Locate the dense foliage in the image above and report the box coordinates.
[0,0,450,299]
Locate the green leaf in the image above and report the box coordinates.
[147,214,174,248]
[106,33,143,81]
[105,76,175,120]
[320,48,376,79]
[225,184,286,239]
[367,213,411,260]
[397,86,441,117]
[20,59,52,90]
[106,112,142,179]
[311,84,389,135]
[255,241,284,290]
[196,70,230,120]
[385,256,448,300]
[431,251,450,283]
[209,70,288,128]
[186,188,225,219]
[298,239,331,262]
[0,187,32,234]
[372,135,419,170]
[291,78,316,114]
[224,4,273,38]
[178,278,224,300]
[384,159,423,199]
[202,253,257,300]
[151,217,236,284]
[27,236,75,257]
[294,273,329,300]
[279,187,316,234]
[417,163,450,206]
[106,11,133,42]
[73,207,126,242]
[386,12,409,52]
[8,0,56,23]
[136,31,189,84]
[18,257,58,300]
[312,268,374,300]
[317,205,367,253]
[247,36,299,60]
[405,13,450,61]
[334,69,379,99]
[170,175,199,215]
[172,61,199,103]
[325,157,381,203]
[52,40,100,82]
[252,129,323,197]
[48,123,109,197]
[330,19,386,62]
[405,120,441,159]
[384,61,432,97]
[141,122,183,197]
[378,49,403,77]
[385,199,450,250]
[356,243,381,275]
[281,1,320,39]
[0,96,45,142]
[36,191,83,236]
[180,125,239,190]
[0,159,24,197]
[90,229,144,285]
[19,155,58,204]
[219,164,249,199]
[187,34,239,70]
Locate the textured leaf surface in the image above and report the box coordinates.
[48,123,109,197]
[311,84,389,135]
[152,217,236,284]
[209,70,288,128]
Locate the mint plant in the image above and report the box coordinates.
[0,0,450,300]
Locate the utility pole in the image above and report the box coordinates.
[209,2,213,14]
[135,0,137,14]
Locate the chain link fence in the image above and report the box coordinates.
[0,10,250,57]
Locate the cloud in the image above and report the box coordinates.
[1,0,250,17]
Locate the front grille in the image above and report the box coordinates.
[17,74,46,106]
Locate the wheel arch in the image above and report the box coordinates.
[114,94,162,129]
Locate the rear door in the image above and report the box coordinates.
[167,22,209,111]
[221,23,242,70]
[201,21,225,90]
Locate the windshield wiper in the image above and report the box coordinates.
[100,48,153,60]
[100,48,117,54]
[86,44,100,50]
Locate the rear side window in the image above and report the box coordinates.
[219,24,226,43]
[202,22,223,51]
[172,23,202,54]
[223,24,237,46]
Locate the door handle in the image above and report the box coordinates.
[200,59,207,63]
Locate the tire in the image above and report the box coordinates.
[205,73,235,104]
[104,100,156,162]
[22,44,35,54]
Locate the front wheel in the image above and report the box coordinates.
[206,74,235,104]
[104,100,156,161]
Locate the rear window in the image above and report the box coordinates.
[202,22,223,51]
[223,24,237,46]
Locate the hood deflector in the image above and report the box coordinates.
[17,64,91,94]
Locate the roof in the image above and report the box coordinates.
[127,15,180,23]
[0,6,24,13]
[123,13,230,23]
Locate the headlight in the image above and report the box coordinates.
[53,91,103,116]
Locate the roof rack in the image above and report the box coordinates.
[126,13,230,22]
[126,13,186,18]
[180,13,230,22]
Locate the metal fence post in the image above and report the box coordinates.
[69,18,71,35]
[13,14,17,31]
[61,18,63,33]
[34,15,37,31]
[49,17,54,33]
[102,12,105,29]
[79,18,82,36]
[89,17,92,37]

---

**Given task:**
Add -11 to every box coordinate in the answers and write out the stretch of rows from the line containing "Locate the front wheel" through the line containing "[17,64,91,94]", including the requests unchanged.

**Complete response:**
Locate the front wheel in the image above and report the box coordinates.
[195,63,224,93]
[93,89,145,150]
Locate the rear window in the image above and report the box coordinates.
[191,11,212,40]
[212,13,226,35]
Locate the hood deflector in the image above and report the box coordinates.
[6,53,80,83]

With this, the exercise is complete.